— Start —
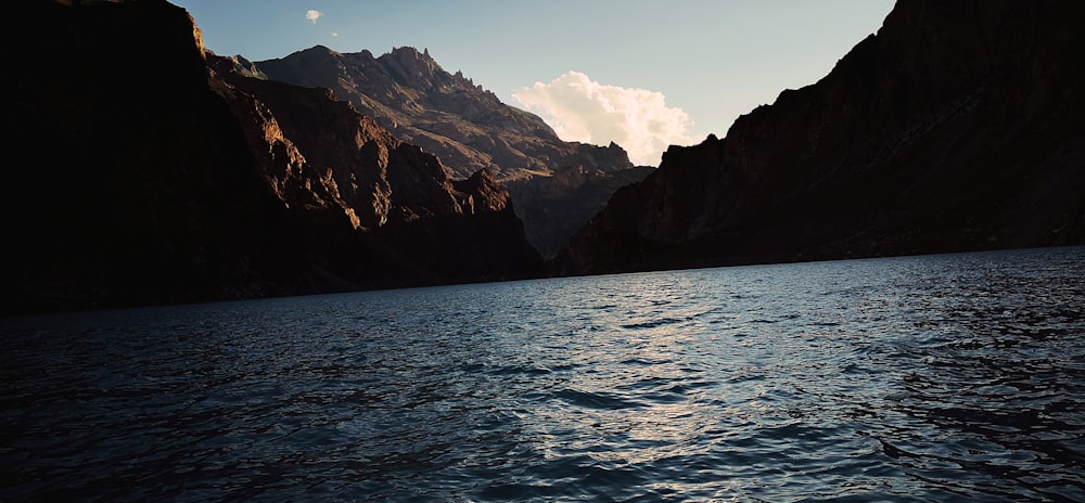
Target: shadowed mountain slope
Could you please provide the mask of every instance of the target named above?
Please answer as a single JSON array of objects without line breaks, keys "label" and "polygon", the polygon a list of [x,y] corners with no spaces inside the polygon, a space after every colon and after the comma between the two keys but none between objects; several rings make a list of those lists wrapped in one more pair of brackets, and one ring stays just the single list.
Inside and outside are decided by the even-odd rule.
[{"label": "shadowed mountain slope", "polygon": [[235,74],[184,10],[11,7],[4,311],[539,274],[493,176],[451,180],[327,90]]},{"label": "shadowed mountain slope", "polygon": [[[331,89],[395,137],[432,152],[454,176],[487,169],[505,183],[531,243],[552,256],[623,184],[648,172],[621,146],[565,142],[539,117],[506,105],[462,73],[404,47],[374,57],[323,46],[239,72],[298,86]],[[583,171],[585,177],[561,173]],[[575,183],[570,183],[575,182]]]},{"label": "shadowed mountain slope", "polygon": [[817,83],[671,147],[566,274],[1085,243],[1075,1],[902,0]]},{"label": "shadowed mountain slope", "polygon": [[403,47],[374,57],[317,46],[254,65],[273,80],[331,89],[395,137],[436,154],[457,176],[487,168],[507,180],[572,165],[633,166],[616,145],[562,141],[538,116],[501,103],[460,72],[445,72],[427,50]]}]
— End —
— Start —
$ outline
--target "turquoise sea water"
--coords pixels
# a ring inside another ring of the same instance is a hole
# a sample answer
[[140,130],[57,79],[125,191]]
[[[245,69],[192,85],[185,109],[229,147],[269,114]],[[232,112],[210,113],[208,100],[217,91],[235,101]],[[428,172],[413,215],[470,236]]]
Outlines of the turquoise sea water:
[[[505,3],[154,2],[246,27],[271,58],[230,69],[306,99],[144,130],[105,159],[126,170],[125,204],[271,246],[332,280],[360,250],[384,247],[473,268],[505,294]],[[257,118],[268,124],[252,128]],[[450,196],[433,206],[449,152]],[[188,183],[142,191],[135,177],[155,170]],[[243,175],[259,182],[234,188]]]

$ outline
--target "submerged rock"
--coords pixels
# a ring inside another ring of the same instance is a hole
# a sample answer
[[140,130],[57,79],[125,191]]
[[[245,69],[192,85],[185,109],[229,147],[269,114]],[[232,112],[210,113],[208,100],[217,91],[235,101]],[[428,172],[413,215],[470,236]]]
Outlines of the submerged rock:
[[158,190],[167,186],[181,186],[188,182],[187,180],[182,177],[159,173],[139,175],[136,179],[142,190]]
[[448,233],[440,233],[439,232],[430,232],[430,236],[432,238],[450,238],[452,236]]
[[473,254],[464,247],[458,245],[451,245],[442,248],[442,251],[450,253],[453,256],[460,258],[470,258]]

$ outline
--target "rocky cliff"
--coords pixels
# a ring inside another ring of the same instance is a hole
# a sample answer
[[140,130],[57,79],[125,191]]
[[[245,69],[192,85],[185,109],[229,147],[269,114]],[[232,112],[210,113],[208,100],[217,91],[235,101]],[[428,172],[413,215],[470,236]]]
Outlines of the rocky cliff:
— End —
Select every line of the records above that contains the word "submerged", and copy each of those lines.

Full answer
--target "submerged rock"
Outlines of the submerged rock:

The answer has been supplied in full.